Im Genehmigungsverfahren nach § 2 Abs. 1 NamÄndG geht es aber um die Kontrolle vormundschaftlichen Handelns. Hier steht fest, dass der Vormund kraft seiner Rechtsstellung allein entscheidungsbefugt ist, ob ein öffentlich-rechtliches Namensänderungsverfahren eingeleitet werden soll oder nicht. Darüber hinaus legt die Verwaltungsrechtsprechung in den sog. Scheidungshalbwaisenfällen für die Frage, ob ein wichtiger Grund (§ 3 NamÄndG) für die Änderung des vom Kind aktuell geführten Familiennamens vorliegt, den Maßstab der Kindeswohlerforderlichkeit zugrunde, der unmittelbar aus der gesetzgeberischen Wertung in § 1618 S. 4 BGB entnommen ist (vgl. BVerwG FamRZ 02, 1104, 1108). Demgegenüber zieht das VG in sog. Pflegekindfällen i. d. R. mit dem Kriterium der bloßen Kindeswohlförderlichkeit keinen den FamG in gleicher Weise vertrauten Prüfungsmaßstab heran.

b) FamG muss Kinder und Eltern anhören

Das familiengerichtliche Verfahren, einen beabsichtigten Namensänderungsantrag gem. § 2 Abs. 1 NamÄndG zu genehmigen, ist eine die Vormundschaft betreffende Kindschaftssache i. S. v. § 151 Nr. 4 FamFG (BT-Drucksache 16/6308, 234). In diesen richtet sich die Pflicht des Gerichts, Kinder und Eltern anzuhören, nach §§ 159, 160 FamFG. Gem. § 2 Abs. 2 NamÄndG beschränkt sich die Pflicht, einen minderjährigen Antragsteller anzuhören, darauf, dass dieser von dem Gericht zum Namensänderungsantrag „zu hören“ ist, wenn er das 16. Lebensjahr vollendet hat. Dabei stellt § 2 Abs. 2 NamÄndG im familiengerichtlichen Genehmigungsverfahren eine die Anhörungspflichten nach § 159 Abs. 1 FamFG verdrängende Spezialvorschrift dar (OLG Bremen StAZ 14, 143 f.). Nach § 160 Abs. 1 S. 1 FamFG soll das Gericht in Verfahren, die die Person des Kindes betreffen, die Eltern persönlich anhören. Personenbezogene Kindschaftssachen i. d. S. sind alle in § 151 Nr. 1 bis Nr. 5 FamFG aufgeführten Verfahren, soweit diese die Lebensführung und -stellung eines Kindes und nicht nur dessen Vermögen betreffen (BT-Drucksache 16/6308, 241 zu § 162 FamFG).

- [GESPEICHERTES MATERIAL]:
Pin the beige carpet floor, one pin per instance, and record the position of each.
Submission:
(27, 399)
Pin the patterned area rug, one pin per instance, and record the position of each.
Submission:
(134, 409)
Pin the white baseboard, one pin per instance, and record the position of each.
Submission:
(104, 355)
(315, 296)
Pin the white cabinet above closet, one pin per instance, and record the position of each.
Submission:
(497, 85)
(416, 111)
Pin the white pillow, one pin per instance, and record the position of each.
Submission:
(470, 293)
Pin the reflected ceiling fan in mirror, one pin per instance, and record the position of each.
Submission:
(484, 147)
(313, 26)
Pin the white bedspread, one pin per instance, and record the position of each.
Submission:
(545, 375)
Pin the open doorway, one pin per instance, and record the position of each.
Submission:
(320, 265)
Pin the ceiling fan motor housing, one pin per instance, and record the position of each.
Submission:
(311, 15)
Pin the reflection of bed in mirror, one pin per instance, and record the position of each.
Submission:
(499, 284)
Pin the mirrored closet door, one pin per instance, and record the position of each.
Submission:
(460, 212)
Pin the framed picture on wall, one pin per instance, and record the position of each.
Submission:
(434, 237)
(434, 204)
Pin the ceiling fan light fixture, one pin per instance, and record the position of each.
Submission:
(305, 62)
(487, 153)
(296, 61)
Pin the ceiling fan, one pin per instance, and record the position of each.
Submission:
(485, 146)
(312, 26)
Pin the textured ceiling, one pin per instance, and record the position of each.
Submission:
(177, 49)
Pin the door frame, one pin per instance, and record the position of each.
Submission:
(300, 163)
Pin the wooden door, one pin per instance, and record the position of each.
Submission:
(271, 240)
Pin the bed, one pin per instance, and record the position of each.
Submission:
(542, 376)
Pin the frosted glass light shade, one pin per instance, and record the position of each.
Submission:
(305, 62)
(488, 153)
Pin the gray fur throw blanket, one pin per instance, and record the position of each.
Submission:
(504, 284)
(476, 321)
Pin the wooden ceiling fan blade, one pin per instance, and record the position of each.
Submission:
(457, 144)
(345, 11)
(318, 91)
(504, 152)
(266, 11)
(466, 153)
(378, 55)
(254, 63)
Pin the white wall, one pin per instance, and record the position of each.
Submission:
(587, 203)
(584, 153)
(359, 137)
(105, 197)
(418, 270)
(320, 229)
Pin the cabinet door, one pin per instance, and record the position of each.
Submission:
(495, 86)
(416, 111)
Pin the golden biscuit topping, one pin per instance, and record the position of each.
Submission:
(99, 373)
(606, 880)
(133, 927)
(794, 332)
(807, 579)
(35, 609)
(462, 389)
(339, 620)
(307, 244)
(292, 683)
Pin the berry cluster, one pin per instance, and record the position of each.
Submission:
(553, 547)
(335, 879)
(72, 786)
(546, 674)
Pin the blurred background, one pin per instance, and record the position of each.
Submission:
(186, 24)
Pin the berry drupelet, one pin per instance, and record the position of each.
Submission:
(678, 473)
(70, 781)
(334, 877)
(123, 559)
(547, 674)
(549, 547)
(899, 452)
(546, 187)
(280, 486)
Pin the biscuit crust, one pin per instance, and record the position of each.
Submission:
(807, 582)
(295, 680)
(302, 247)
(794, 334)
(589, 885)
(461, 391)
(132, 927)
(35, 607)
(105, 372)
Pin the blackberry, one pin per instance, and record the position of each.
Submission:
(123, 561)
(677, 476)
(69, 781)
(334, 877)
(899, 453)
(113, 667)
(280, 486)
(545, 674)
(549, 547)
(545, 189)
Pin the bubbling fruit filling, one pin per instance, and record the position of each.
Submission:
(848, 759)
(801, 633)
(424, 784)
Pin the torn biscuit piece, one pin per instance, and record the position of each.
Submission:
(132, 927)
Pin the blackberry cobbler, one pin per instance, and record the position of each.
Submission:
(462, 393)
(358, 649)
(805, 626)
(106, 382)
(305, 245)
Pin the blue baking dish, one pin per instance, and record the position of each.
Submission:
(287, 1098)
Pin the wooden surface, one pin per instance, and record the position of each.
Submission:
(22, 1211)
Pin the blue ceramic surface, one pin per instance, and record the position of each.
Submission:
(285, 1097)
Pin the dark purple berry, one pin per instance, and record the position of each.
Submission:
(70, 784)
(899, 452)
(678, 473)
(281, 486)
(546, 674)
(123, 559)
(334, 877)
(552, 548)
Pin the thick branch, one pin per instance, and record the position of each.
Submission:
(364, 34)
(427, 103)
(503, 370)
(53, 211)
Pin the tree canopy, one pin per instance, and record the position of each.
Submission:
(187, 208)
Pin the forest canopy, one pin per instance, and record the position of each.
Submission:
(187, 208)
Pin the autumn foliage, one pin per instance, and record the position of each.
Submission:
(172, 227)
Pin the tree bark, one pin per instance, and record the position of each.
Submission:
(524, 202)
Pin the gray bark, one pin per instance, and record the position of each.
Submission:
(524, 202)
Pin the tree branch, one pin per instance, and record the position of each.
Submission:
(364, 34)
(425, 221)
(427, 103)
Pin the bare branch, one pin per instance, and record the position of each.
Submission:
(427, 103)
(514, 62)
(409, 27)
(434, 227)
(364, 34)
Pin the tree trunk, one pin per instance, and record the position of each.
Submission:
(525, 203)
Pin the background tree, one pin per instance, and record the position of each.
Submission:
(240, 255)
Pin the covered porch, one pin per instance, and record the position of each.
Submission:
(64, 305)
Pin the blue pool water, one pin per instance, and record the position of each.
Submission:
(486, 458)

- [GESTELLTE AUFGABE]: Schreiben Sie aus dem Text zur Namensänderung den Abschnitt wortgetreu ab, der mit den Worten „Im Genehmigungsverfahren nach“ beginnt, und hören Sie nach den Worten „vertrauten Prüfungsmaßstab heran.“ auf.

- [ANTWORT]:
Im Genehmigungsverfahren nach § 2 Abs. 1 NamÄndG geht es aber um die Kontrolle vormundschaftlichen Handelns. Hier steht fest, dass der Vormund kraft seiner Rechtsstellung allein entscheidungsbefugt ist, ob ein öffentlich-rechtliches Namensänderungsverfahren eingeleitet werden soll oder nicht. Darüber hinaus legt die Verwaltungsrechtsprechung in den sog. Scheidungshalbwaisenfällen für die Frage, ob ein wichtiger Grund (§ 3 NamÄndG) für die Änderung des vom Kind aktuell geführten Familiennamens vorliegt, den Maßstab der Kindeswohlerforderlichkeit zugrunde, der unmittelbar aus der gesetzgeberischen Wertung in § 1618 S. 4 BGB entnommen ist (vgl. BVerwG FamRZ 02, 1104, 1108). Demgegenüber zieht das VG in sog. Pflegekindfällen i. d. R. mit dem Kriterium der bloßen Kindeswohlförderlichkeit keinen den FamG in gleicher Weise vertrauten Prüfungsmaßstab heran.